-- Available data follows --

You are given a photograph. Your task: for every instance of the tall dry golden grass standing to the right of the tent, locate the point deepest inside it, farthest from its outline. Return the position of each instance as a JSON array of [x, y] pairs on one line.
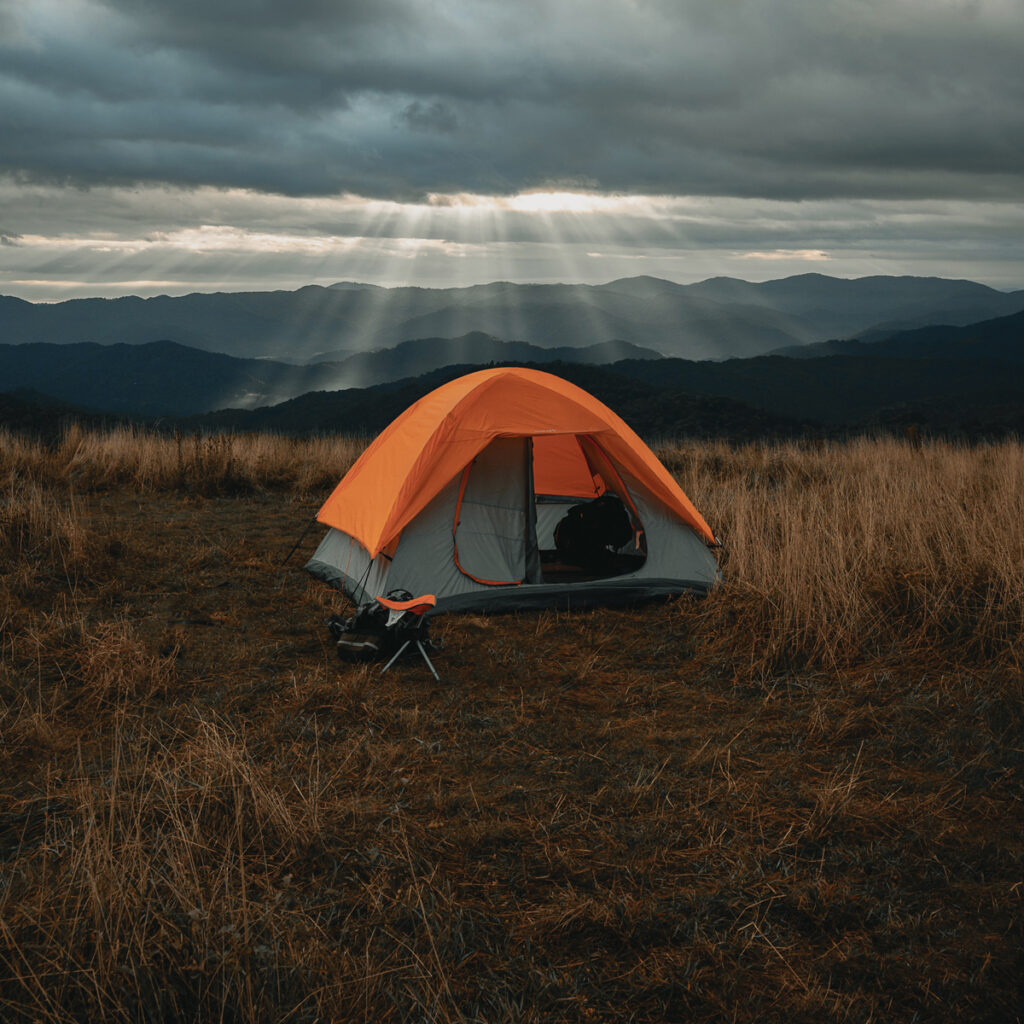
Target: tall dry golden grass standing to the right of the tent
[[841, 552]]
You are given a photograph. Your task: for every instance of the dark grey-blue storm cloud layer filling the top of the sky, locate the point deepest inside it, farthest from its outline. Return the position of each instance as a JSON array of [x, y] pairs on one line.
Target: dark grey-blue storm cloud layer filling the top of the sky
[[786, 99]]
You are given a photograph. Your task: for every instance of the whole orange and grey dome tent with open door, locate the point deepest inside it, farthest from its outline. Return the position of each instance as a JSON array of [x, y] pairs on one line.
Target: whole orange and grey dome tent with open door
[[461, 495]]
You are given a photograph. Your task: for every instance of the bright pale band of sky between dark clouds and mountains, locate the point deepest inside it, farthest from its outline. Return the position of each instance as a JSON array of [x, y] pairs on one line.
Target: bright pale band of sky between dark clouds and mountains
[[162, 241]]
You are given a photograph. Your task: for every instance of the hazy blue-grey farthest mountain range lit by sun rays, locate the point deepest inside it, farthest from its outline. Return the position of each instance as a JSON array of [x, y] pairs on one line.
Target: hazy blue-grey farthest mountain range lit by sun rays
[[719, 319]]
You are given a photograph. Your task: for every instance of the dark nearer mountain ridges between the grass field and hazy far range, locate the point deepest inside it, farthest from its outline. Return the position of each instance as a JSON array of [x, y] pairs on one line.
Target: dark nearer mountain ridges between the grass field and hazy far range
[[962, 381]]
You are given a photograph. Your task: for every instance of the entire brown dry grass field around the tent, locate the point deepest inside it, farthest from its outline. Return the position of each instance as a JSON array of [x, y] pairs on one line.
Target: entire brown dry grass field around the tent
[[798, 800]]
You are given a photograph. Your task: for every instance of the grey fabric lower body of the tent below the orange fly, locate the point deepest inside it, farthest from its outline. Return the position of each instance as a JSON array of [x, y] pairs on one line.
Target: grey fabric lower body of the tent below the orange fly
[[485, 552]]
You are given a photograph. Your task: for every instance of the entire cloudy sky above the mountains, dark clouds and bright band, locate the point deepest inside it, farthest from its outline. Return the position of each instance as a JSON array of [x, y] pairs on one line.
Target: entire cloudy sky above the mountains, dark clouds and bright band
[[153, 147]]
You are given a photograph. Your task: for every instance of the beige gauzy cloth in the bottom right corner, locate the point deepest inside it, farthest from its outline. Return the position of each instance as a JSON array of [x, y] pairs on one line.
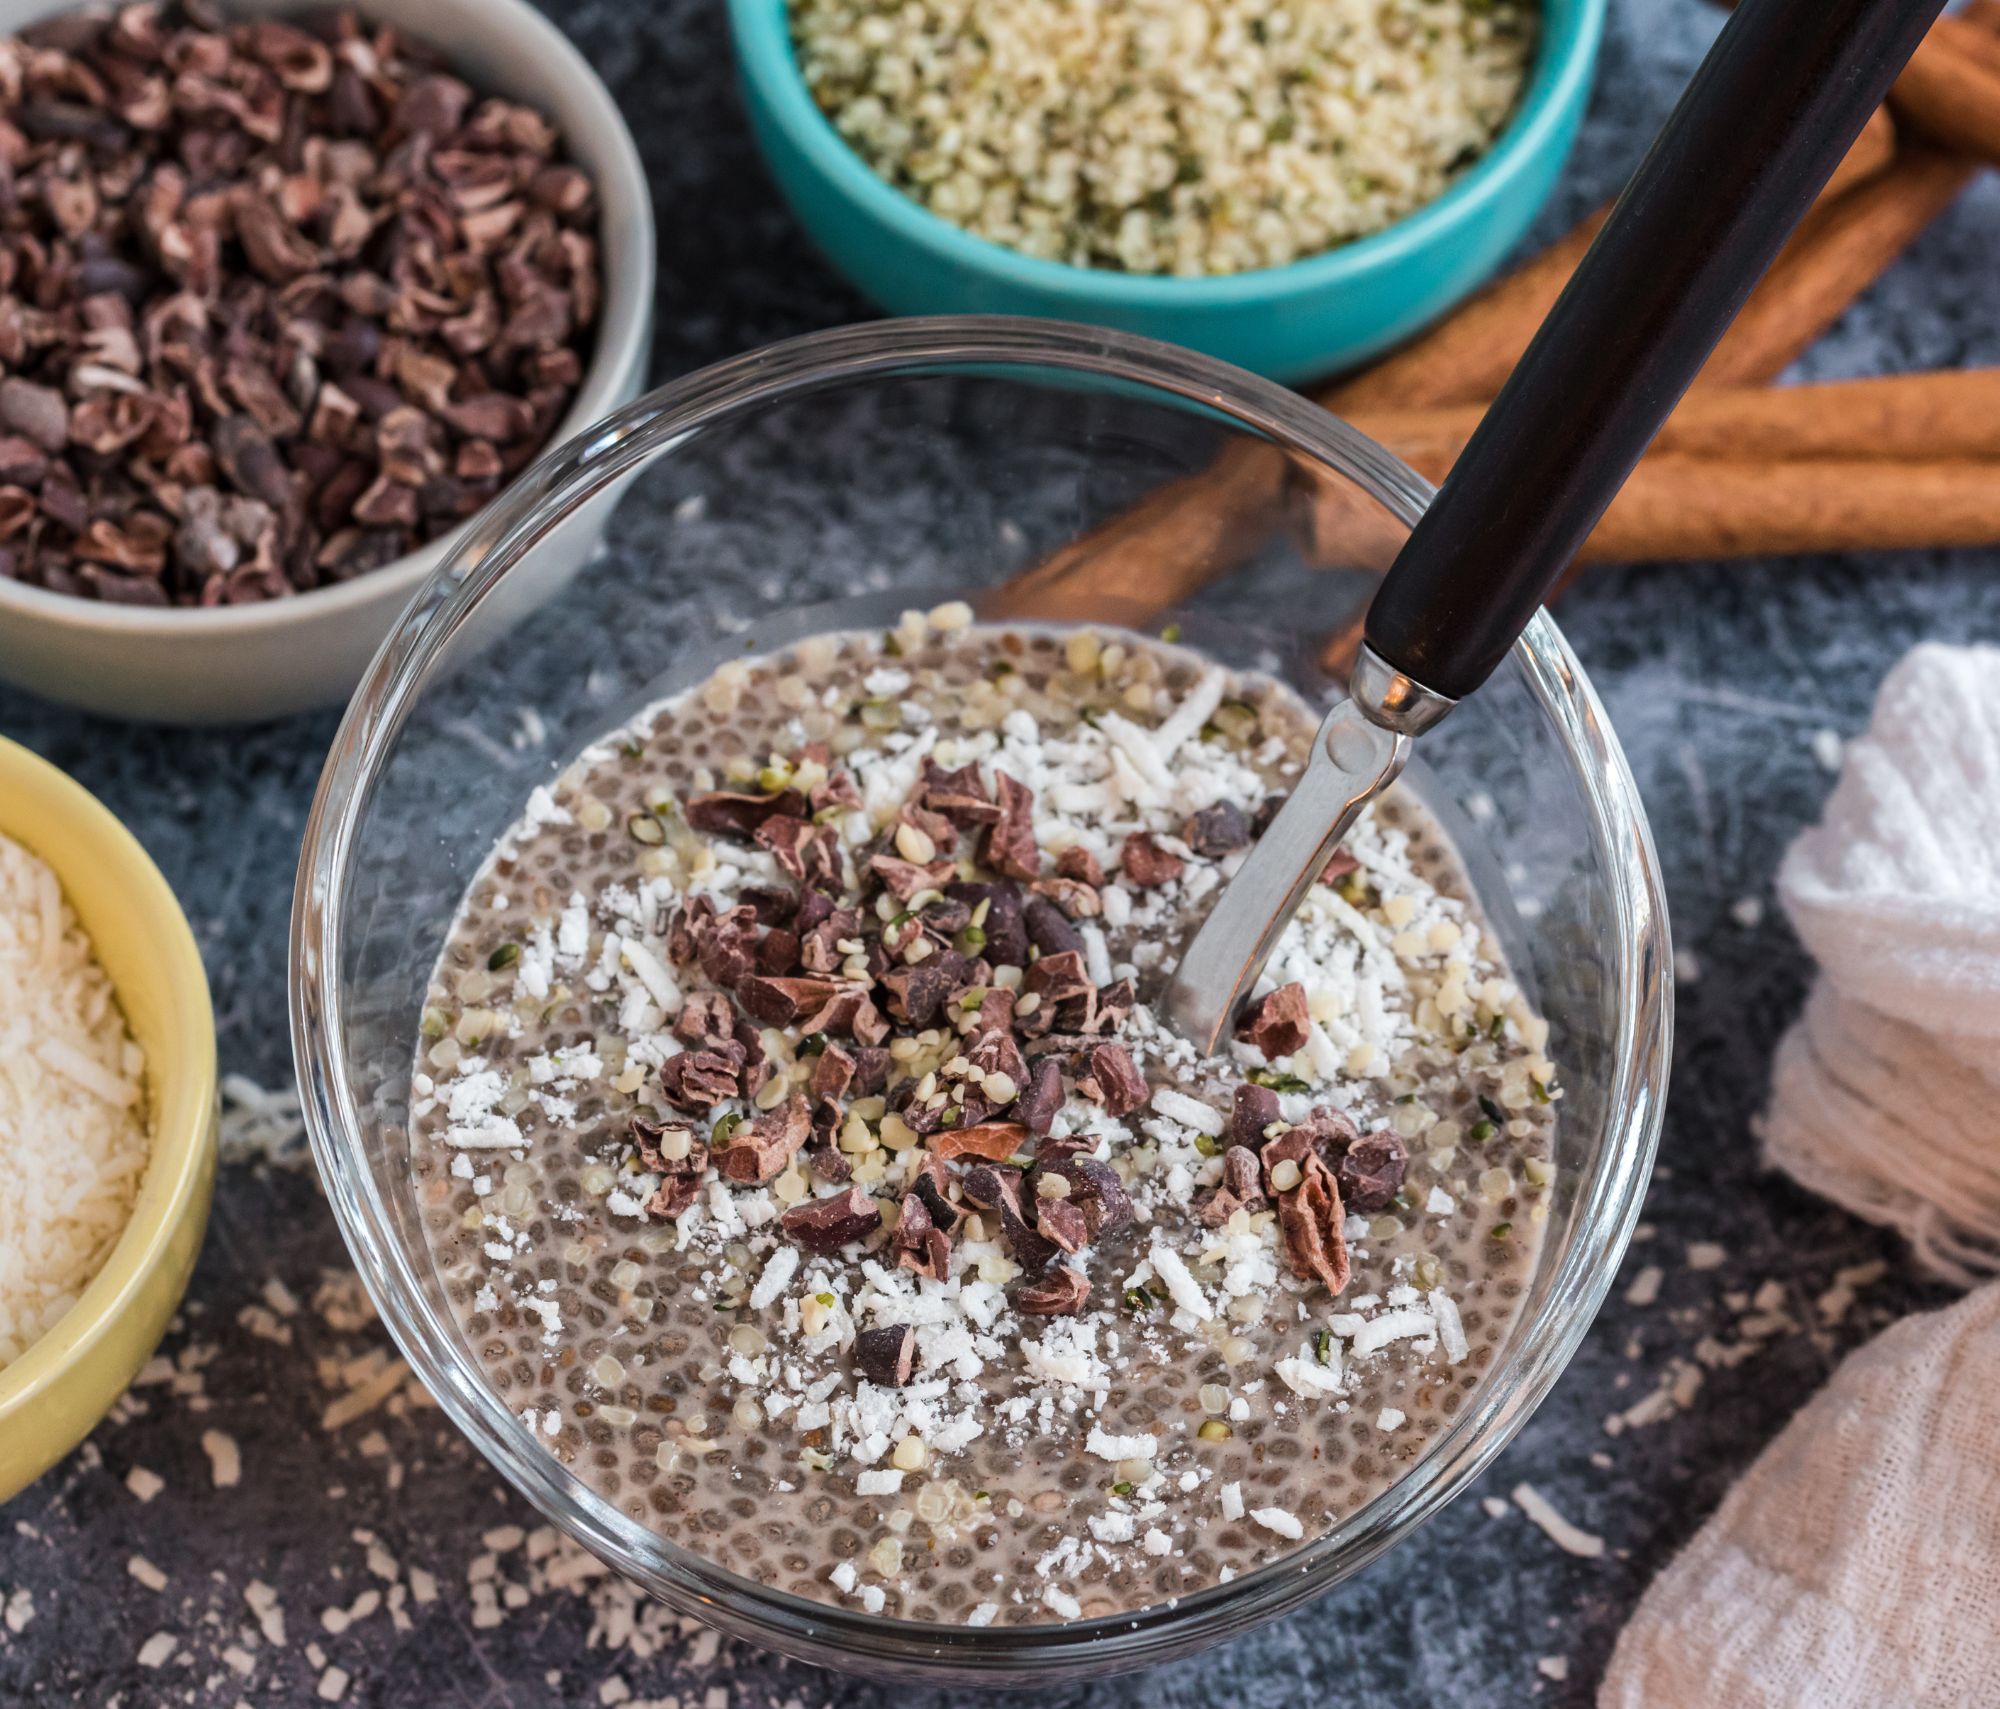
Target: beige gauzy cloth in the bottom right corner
[[1857, 1566]]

-- Available data concluded --

§ **Problem statement**: Write the lines above out again exactly, excluding every picture.

§ **Answer for the task**:
You are given a photograph. Your task: for every instance of the tall dry golden grass standing to the right of the tent, locate the point deepest inside it, farthest from its outline. Return the position of each instance as a JSON array of [x, y] pairs on one line.
Target: tall dry golden grass standing to the right of the tent
[[841, 552]]
You are given a photograph. Your task: for every instance of the dark grey-blue storm cloud layer filling the top of the sky, locate the point deepest inside it, farthest from its outline. Return the position of each instance as a JSON array of [x, y] pairs on one line.
Target: dark grey-blue storm cloud layer filling the top of the sky
[[786, 99]]
You are given a photograph. Your task: for every instance of the whole orange and grey dome tent with open door, locate the point deepest inside it, farthest from its outline. Return the position of each instance as a JSON array of [x, y] pairs on one line.
Target: whole orange and grey dome tent with open door
[[461, 495]]
You are given a photograph. Your task: for every instance of the bright pale band of sky between dark clouds and mountains, locate the point deepest inside it, farthest from its outline. Return the position of each instance as a JSON array of [x, y] pairs on one line.
Target: bright pale band of sky between dark clouds and mountains
[[162, 241]]
You are given a photograph. Your task: for every instance of the hazy blue-grey farthest mountain range lit by sun rays, locate the point deepest inside it, farthest from its outline. Return the position of each instance as a JSON array of [x, y] pairs on one line.
Target: hazy blue-grey farthest mountain range lit by sun rays
[[719, 319]]
You are given a photograph. Your task: for every instance of the dark nearer mountain ridges between the grass field and hazy far range, locate the point deepest inside it, farthest from its outline. Return the position of each instance as a JSON array of [x, y] pairs on one line.
Target: dark nearer mountain ridges between the grass field and hazy far range
[[962, 381]]
You are given a photograph. Your task: for every instance of the entire brown dry grass field around the tent, locate the point deepest inside it, farthest from its outline. Return the position of each instance as a JSON array of [x, y] pairs on one line.
Target: entire brown dry grass field around the tent
[[798, 800]]
You are given a photograph. Your task: for every instance of the grey fabric lower body of the tent below the orange fly, locate the point deepest inside it, farthest from its outline. Return the position of each instance as a JSON array of [x, y] pairs on one line.
Target: grey fabric lower body of the tent below the orange fly
[[485, 552]]
You are given a photograph. Your task: for every instance of the entire cloudy sky above the mountains, dark clouds and bright band, locate the point deepest inside it, farthest from its outline. Return the position of each instance as a JSON array of [x, y] pairs on one line.
Target: entire cloudy sky above the mountains, dark clouds and bright band
[[153, 147]]
You are given a photograph. Your task: for every instance of the beige gauzy cloth in the bottom right corner, locate the point deepest inside it, farthest from its outline. Return the position of each instance as a JSON array of [x, y] pairs on one line.
Target: beige gauzy cloth in the bottom right corner
[[1857, 1566]]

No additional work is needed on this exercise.